EXERCISE GOAL: Reproduce the lines starting at the one containing "dry grass, one" and ending at the one containing "point(416, 719)", changing "Kindly" to "Please" and leaving everything else untouched.

Items excerpted from a collection:
* * * * *

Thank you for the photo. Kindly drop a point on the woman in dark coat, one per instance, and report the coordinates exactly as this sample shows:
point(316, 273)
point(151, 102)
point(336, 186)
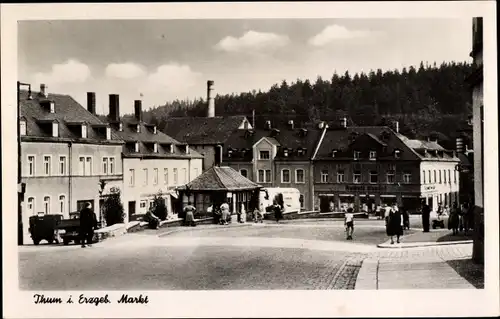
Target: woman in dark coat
point(394, 225)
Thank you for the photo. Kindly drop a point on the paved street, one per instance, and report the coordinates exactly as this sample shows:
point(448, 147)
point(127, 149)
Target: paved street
point(299, 256)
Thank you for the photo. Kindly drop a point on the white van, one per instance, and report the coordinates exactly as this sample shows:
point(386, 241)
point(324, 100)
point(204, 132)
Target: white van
point(291, 198)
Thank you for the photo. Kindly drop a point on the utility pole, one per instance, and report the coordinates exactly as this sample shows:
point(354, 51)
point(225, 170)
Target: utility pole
point(20, 185)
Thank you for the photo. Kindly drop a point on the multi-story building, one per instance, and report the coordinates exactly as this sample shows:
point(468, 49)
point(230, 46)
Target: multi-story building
point(275, 158)
point(153, 162)
point(206, 135)
point(62, 145)
point(476, 82)
point(366, 167)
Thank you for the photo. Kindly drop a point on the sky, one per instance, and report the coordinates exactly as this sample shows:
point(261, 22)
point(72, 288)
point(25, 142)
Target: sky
point(164, 60)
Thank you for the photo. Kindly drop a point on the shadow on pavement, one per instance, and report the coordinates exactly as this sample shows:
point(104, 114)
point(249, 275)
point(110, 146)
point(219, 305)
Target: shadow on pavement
point(467, 269)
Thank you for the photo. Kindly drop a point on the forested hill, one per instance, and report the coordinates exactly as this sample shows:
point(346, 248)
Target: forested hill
point(425, 99)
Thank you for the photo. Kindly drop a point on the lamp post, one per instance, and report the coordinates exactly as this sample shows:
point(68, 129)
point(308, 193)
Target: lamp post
point(20, 188)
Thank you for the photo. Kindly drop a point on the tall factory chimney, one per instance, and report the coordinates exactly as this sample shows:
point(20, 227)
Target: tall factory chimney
point(210, 99)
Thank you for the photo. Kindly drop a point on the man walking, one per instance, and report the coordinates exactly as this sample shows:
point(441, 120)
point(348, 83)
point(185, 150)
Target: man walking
point(88, 222)
point(426, 214)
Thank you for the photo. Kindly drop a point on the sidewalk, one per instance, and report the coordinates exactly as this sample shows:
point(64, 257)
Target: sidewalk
point(436, 267)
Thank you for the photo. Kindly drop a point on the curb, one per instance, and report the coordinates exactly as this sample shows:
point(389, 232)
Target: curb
point(185, 229)
point(388, 245)
point(367, 275)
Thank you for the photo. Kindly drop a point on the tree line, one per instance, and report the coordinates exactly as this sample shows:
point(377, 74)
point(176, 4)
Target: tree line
point(426, 99)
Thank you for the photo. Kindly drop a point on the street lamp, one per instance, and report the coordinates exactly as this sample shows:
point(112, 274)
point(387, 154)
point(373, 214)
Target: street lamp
point(21, 189)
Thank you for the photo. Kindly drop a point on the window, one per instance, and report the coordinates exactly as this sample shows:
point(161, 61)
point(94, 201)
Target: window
point(84, 131)
point(268, 176)
point(111, 165)
point(407, 177)
point(31, 164)
point(145, 176)
point(340, 176)
point(324, 176)
point(46, 165)
point(22, 128)
point(243, 172)
point(62, 165)
point(30, 207)
point(88, 165)
point(285, 176)
point(46, 205)
point(264, 155)
point(81, 165)
point(62, 204)
point(299, 176)
point(356, 178)
point(132, 177)
point(155, 176)
point(391, 174)
point(105, 166)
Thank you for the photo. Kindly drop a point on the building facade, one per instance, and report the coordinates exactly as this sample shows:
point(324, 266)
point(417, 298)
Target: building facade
point(62, 145)
point(476, 81)
point(368, 167)
point(153, 162)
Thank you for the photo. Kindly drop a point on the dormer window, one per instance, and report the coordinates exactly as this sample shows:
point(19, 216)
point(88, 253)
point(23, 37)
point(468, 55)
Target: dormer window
point(22, 127)
point(55, 129)
point(84, 131)
point(108, 133)
point(397, 154)
point(357, 155)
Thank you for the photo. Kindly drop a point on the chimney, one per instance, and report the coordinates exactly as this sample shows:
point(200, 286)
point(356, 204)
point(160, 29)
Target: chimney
point(343, 122)
point(43, 90)
point(396, 126)
point(91, 102)
point(138, 110)
point(460, 144)
point(210, 99)
point(114, 107)
point(268, 124)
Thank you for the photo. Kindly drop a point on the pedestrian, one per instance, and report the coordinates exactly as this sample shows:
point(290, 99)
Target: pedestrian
point(349, 223)
point(189, 212)
point(454, 219)
point(88, 222)
point(426, 214)
point(394, 224)
point(224, 213)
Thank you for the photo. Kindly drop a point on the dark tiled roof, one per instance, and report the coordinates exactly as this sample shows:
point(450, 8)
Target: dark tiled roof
point(147, 139)
point(291, 139)
point(202, 130)
point(340, 140)
point(67, 111)
point(220, 179)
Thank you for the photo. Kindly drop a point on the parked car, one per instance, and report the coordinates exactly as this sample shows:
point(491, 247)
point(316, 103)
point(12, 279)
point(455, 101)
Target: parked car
point(439, 220)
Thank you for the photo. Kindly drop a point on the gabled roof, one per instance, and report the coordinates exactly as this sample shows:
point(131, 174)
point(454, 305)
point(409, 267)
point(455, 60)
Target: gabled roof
point(291, 139)
point(67, 111)
point(202, 130)
point(220, 179)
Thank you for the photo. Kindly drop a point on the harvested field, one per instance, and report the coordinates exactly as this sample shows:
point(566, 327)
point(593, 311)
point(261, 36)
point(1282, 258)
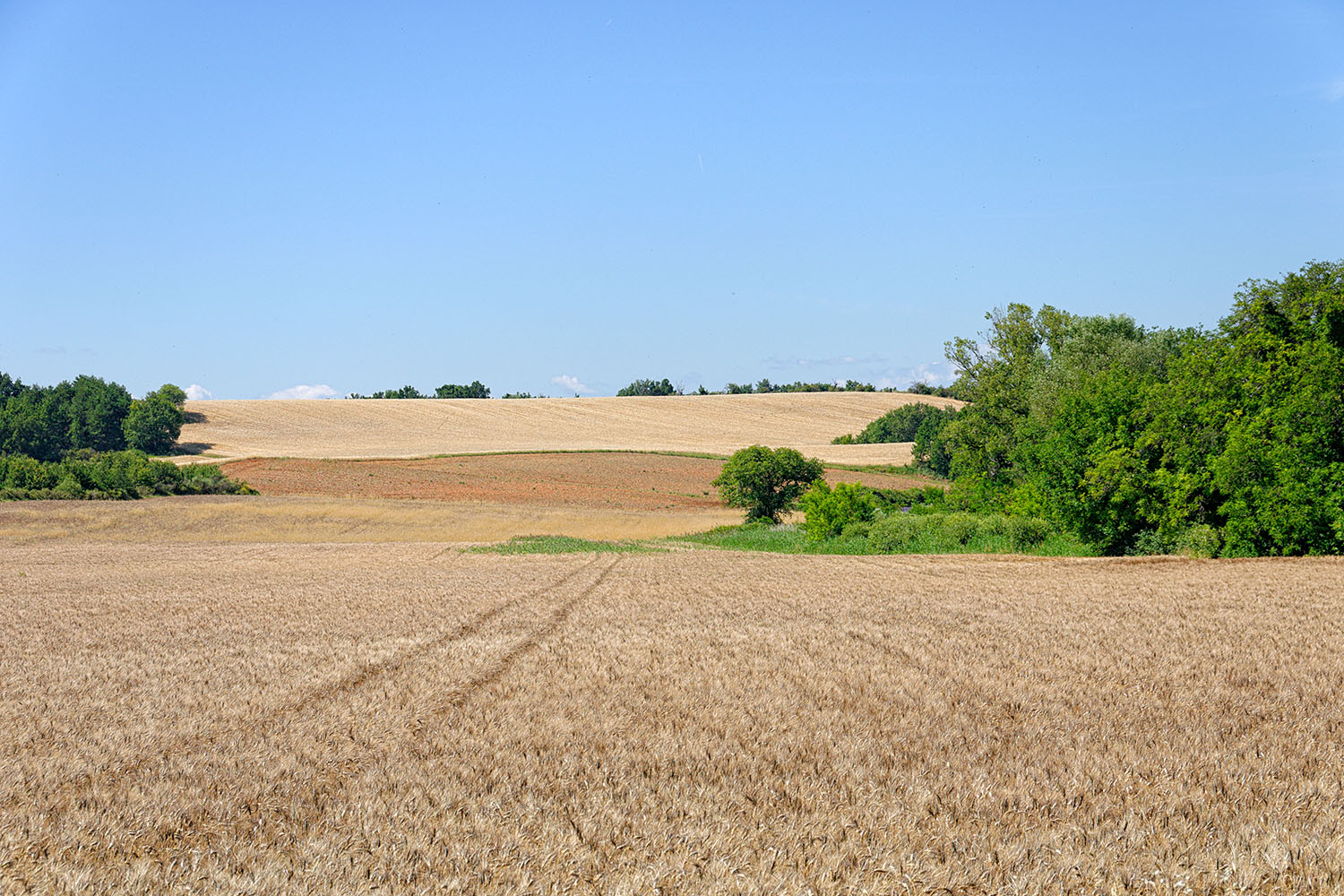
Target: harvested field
point(589, 479)
point(298, 519)
point(418, 427)
point(410, 718)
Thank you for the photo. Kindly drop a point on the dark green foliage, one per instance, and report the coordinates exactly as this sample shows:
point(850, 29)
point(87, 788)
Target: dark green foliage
point(941, 392)
point(406, 392)
point(650, 387)
point(48, 421)
point(765, 386)
point(766, 482)
point(828, 511)
point(927, 497)
point(155, 421)
point(475, 390)
point(110, 474)
point(902, 425)
point(957, 532)
point(905, 533)
point(1160, 440)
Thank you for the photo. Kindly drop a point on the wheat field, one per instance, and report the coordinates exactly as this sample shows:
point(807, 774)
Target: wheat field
point(185, 718)
point(316, 519)
point(418, 427)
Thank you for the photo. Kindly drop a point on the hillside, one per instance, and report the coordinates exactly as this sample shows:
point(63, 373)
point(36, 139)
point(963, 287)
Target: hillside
point(411, 427)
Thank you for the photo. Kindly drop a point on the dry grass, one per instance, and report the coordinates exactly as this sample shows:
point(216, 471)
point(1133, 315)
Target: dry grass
point(311, 520)
point(588, 479)
point(417, 427)
point(416, 719)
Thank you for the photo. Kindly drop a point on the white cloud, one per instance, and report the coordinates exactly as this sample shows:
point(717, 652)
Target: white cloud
point(306, 392)
point(570, 383)
point(935, 374)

* * * * *

SOLVED PROBLEM:
Thank you for the photo. Please drop a point on the dry grass, one per instance, and report the coordinates exactly as this sample shows:
point(216, 471)
point(1133, 315)
Target: dry grass
point(311, 520)
point(588, 479)
point(417, 427)
point(416, 719)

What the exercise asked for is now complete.